◆ Texte du document:
· · · · · · ·
Bienvenue au pays de l’or rouge ! Falcon Crest, c’est Dallas, à la différence près que les fûts de vin remplacent les barils de pétrole. Bye bye le Texas, donc, et direction l’ensoleillée Californie. La série raconte l’histoire de la richissime Angela Channing (Jane Wyman), qui mène d’une main de fer son empire viticole dans la vallée de Tuscany, la version imaginaire de la Napa Valley (mais où sont-ils allés chercher tout ça ?). L’histoire commence lorsque cette redoutable femme d’affaires, ivre… de pouvoir, voit débarquer sur ses terres son neveu Chase Gioberti (Robert Foxworth), qui a hérité de son père d'une partie du domaine viticole de Falcon Crest. Un neveu aussi bienveillant et ennuyeux qu’elle est cynique et redoutable en affaires. Il est accompagné de son épouse Maggie (Susan Sullivan, future maman de Castle), avec qui il forme un solide couple adoré du public, et de leurs deux enfants. Soutenue par son petit-fils, le bellâtre Lance Cumson (Lorenzo Lamas, futur Rebelle de TF1), Angela va multiplier les coups bas pour faire déguerpir les nouveaux venus, sur fond de compétition viticole…

Le marché juteux de la saga familiale

Rien de très neuf dans le monde du soap, me direz-vous. C’est normal : Falcon Crest est produite par la société Lorimar, déjà à l’origine de Dallas, et elle ne fait qu’adapter à la sauce au vin les règles de son feuilleton phare, quitte à en faire un produit de seconde zone. Aux commandes de la saga viticole, Earl Hamner, un vieux de la vieille qui pendant neuf ans, de 1972 à 1981, a conduit le scénario de The Waltons, une saga familiale se déroulant dans les années 1930 mais peu connue en France. Notre homme est donc un pro de la saga… mais, jugé un peu trop emprunté et policé, son épisode pilote, tourné sous le titre de « The Vintage Years », sera privé de diffusion, avant d’être savamment musclé pour donner naissance à Falcon Crest, du nom du domaine dirigé par Angela.

Dans le sens d'une pendule, au centre : Jane Wyman, Robert Foxworth, William R. Moses, Jamie Rose, Chao Li Chi, Nick Ramus, Lorenzo Lamas, Abby Dalton ; assis sur un fauteuil : Margaret Ladd et  Susan Sullivan.
· · · · · · ·
◆ Données fournies:
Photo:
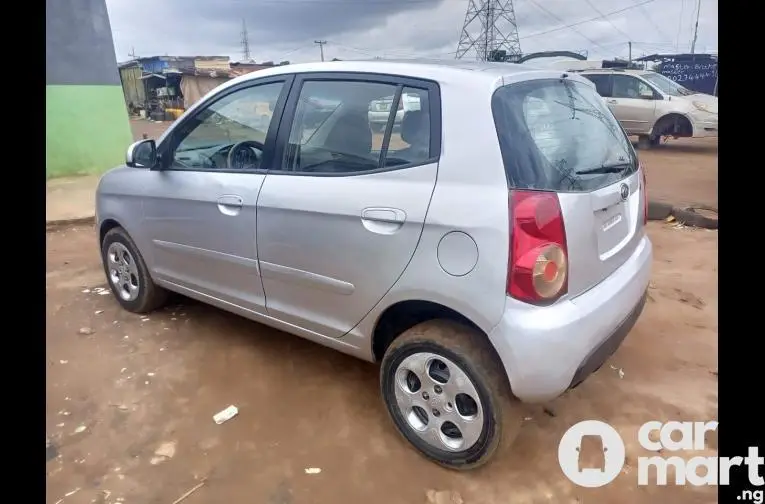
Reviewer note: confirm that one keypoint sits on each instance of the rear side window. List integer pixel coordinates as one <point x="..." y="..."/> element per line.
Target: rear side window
<point x="558" y="135"/>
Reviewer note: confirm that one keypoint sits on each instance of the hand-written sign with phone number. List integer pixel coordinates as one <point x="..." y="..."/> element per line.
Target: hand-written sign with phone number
<point x="689" y="72"/>
<point x="699" y="76"/>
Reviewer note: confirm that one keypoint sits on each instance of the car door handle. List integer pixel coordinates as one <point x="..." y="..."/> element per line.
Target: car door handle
<point x="383" y="220"/>
<point x="230" y="204"/>
<point x="391" y="215"/>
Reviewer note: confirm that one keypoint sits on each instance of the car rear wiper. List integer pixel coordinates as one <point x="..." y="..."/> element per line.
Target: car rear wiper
<point x="613" y="168"/>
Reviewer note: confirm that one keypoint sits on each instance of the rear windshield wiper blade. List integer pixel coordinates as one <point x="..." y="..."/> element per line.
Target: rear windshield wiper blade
<point x="614" y="168"/>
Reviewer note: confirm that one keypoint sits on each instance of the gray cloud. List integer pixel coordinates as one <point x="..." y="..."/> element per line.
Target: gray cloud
<point x="286" y="29"/>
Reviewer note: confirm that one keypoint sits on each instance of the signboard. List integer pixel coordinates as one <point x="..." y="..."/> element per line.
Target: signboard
<point x="699" y="75"/>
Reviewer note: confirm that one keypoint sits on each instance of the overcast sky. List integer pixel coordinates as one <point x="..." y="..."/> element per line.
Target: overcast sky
<point x="361" y="29"/>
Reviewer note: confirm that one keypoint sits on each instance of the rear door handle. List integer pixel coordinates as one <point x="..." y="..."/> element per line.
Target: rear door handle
· · · · · · ·
◆ Consigne A:
Pour chacune des affirmations suivantes, indiquez si elle concorde avec le texte sur la série Falcon Crest, en répondant par oui ou par non et en citant mot pour mot le passage qui tranche : (i) Falcon Crest est produite par la société Lorimar ; (ii) Earl Hamner a conduit le scénario de The Waltons pendant cinq ans ; (iii) la vallée de Tuscany est une vallée réelle de Californie.
◆ Consigne B:
D'après le texte sur la série Falcon Crest, sous quel titre l'épisode pilote a-t-il été tourné ?
◆ Consigne C:
Prolongez le texte sur la série Falcon Crest en reprenant juste après sa dernière phrase.

◆ Réponse rédigée A:
(i) Oui : « Falcon Crest est produite par la société Lorimar, déjà à l’origine de Dallas ».
(ii) Non : « pendant neuf ans, de 1972 à 1981, a conduit le scénario de The Waltons ».
(iii) Non : « la vallée de Tuscany, la version imaginaire de la Napa Valley ».

◆ Réponse rédigée B:
Sous le titre « The Vintage Years ».

◆ Réponse rédigée C:
 ©  CBS Photo Archive / CBS / Getty Images
Dans le sens d'une pendule, au centre : Jane Wyman, Robert Foxworth, William R. Moses, Jamie Rose, Chao Li Chi, Nick Ramus, Lorenzo Lamas, Abby Dalton ; assis sur un fauteuil : Margaret Ladd et  Susan Sullivan. © CBS Photo Archive / CBS / Getty Images

La stratégie de la chaîne CBS et de Lorimar est très simple : avec trois soaps dans leur giron – Dallas, Côte ouest et Falcon Crest –, ils veulent truster le marché très juteux de la saga familiale sulfureuse. Pas question de se faire dévorer tout cru par ABC, la chaîne rivale, qui marche sur leurs platebandes depuis quelques mois avec les frasques des Carrington de Dynastie, produite par l’omniprésent Aaron Spelling (Drôles de dames, Pour l’amour du risque, La croisière s’amuse…). Lorimar ne lésine pas sur les moyens. Pour commencer, la société de production embauche Bill Conti, compositeur du thème principal un brin solennel et monarchique de Dynastie, qui lui concocte une musique de générique bien plus flamboyante tout en violons déchaînés.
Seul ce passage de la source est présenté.